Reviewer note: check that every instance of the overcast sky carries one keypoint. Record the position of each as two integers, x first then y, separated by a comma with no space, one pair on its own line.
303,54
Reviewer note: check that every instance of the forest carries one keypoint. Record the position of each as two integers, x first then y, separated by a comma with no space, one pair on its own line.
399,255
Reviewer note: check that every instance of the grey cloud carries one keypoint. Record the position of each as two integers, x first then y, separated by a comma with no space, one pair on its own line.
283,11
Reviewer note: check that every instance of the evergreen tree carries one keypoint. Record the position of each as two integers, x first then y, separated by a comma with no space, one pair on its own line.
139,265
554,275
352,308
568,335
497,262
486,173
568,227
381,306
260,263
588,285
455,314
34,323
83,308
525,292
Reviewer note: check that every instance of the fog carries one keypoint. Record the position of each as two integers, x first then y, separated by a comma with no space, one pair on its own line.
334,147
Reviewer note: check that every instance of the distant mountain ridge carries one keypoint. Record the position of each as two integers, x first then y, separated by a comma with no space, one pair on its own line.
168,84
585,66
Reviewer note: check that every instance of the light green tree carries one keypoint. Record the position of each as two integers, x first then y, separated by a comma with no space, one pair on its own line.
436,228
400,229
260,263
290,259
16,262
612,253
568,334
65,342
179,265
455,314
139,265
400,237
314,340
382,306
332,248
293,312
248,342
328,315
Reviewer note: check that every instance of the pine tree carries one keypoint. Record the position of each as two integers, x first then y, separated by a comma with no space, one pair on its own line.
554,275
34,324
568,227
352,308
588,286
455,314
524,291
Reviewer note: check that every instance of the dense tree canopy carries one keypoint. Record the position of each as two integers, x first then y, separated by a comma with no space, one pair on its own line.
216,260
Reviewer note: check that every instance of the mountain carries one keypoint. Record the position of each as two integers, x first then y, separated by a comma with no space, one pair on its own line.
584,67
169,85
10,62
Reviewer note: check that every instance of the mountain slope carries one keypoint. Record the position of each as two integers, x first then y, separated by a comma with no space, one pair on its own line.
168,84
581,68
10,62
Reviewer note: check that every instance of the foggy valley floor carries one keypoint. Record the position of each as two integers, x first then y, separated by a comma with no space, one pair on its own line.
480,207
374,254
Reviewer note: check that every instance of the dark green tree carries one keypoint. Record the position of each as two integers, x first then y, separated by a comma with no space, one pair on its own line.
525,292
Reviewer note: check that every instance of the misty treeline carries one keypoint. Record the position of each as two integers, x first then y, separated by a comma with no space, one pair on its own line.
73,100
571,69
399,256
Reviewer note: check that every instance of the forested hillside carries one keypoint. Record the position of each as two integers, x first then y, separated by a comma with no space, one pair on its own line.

━━━━━━━━

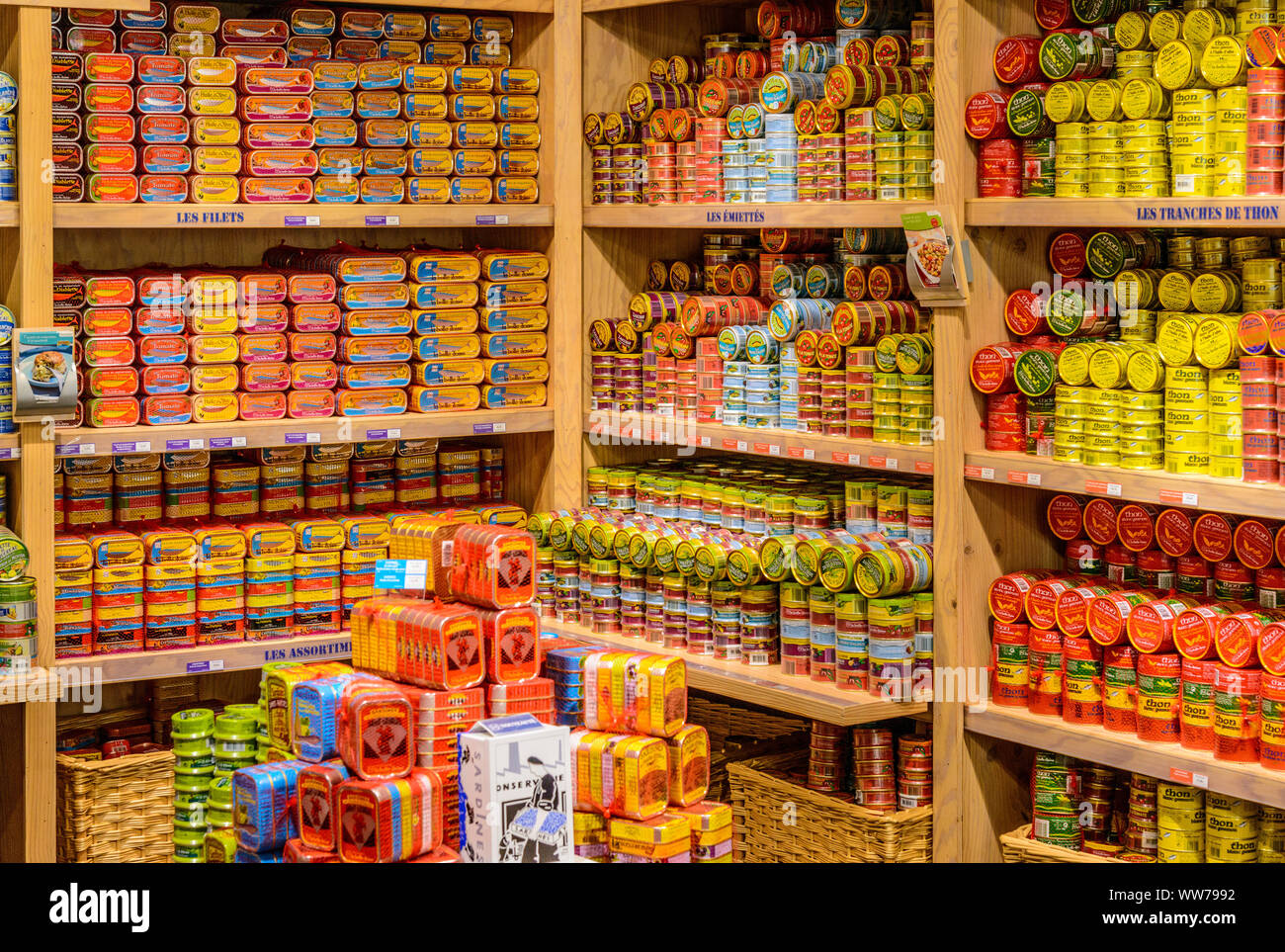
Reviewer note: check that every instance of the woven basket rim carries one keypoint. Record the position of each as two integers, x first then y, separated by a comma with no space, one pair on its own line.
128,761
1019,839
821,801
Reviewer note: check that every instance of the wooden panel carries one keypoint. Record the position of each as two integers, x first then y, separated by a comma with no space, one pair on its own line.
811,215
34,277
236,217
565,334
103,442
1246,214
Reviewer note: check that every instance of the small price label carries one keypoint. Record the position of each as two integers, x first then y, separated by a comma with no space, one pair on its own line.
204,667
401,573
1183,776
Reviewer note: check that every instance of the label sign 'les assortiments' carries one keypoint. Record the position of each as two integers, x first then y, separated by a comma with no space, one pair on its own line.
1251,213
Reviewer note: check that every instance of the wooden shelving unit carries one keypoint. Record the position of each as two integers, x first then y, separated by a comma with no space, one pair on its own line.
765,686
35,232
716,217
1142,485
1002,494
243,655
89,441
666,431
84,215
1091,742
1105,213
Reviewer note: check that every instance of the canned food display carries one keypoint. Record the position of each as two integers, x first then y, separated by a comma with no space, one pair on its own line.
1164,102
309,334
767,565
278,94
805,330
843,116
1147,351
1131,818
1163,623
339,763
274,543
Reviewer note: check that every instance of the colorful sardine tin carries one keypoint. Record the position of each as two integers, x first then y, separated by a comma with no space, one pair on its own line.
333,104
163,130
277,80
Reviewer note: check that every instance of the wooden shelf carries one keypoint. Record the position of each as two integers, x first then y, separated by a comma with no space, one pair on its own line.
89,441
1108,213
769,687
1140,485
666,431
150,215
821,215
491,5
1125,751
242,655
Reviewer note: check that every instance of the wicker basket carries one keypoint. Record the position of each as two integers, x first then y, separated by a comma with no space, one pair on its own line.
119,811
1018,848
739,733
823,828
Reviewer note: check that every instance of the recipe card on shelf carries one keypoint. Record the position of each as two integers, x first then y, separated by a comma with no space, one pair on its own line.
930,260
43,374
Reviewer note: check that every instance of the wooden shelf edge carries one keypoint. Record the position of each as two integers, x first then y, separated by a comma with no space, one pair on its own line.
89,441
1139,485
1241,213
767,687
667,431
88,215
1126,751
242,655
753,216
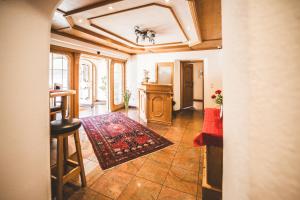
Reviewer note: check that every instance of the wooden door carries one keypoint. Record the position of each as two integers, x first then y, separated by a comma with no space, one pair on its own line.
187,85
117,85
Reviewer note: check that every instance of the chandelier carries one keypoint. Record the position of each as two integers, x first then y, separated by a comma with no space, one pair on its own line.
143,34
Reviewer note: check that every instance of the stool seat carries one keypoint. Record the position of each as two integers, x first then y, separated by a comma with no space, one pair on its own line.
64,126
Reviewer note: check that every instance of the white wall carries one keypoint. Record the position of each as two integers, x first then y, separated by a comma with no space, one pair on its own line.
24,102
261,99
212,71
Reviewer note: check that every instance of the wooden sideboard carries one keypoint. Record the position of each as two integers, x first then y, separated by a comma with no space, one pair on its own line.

━━━━━━━━

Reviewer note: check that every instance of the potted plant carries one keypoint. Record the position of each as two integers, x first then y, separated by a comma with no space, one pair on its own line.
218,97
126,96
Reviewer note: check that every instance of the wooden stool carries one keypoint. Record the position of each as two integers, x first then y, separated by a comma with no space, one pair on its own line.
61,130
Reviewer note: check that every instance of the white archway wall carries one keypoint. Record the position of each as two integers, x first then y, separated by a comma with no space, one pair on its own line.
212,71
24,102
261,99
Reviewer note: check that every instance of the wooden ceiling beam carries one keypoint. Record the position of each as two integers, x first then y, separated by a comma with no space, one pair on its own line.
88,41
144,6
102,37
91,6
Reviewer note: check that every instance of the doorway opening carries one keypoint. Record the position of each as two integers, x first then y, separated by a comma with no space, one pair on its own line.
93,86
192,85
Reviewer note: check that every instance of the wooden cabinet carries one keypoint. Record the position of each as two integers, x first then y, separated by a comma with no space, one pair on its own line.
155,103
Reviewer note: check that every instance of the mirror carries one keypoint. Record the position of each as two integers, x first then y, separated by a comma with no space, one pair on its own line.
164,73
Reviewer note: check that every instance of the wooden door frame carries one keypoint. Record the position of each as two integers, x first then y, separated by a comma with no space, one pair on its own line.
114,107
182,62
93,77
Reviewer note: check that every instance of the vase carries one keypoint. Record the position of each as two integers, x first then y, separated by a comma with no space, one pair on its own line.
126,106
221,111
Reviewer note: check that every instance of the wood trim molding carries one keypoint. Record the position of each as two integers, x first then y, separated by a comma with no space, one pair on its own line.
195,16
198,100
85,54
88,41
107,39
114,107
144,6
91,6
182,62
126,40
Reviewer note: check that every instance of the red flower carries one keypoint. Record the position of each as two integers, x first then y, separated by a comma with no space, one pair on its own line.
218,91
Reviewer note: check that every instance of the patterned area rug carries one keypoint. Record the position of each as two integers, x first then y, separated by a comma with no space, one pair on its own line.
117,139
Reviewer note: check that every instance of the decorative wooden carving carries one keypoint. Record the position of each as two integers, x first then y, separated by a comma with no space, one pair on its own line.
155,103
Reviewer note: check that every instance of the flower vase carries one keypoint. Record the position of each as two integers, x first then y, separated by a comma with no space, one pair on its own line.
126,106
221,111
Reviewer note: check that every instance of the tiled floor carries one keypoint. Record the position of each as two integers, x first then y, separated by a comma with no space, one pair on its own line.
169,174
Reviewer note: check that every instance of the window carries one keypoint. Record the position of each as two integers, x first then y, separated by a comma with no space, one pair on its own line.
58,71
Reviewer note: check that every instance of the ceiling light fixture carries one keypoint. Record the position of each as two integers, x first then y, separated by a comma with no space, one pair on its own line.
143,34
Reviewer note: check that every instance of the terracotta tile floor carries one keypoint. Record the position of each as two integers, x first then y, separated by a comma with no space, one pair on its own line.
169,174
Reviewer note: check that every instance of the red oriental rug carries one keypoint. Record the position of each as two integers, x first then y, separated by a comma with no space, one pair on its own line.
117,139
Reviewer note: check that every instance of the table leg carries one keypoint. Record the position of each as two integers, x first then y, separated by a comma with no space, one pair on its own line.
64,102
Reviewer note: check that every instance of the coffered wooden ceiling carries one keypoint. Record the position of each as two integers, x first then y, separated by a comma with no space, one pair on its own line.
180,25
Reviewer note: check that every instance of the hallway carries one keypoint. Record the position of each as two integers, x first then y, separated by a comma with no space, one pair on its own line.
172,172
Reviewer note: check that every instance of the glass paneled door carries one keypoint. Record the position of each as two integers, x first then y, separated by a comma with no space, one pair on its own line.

━━━━━━━━

◆ Goal of the exercise ◆
Reproduce exactly the entries above, limited to the lines from the one with "Reviewer note: check that every instance of the window" through the one with "Reviewer note: check that every instance of the glass", both included.

◆ Expected answer ◆
Reviewer note: check that every instance of the window carries one keypoint. Record the position of each as two integers, x first then y, separated by a comma with no space, one pair on its own line.
58,71
Reviewer note: check that every instance of the ceiling light fixture carries one keypoint. Record the position of each as two integers, x first then y, separated by a comma with no space, one pair on its own line.
143,34
Reviewer note: check that every instance of the terracotta tile floor carries one keypoint. Record the position of each as two integers, x first then y, separated by a comma with no space, one pair on its own line.
169,174
Reviewer note: check that every instance of the red oriental rug carries one keypoint. Record the position of each as two integers, x first then y, separated by a comma with no space, one pair on its own line.
117,139
Reviewer note: check that every instance of the table leg carries one keypoint. Record the position of each as two integers, x first then y, separated by a comma with no space, one pair on its own line.
64,102
Reviewer note: check that every instance of the coffered wooden ceiling carries one keypoint. Record the position of each as two integers, x first then y, separated by a comma with no space, one pair on its own line.
180,25
Reviewer note: check that every instance of the hallway carries one keypoint. Record the position of each as two integers, x first then y, separated by a comma with no space, one pair on its own line.
172,172
Reviewer note: check that every instance of the glass paneled door carries one keypoint. Record the position of each as two integers, x first then y, separated by a comma with no space, one pair on its own line.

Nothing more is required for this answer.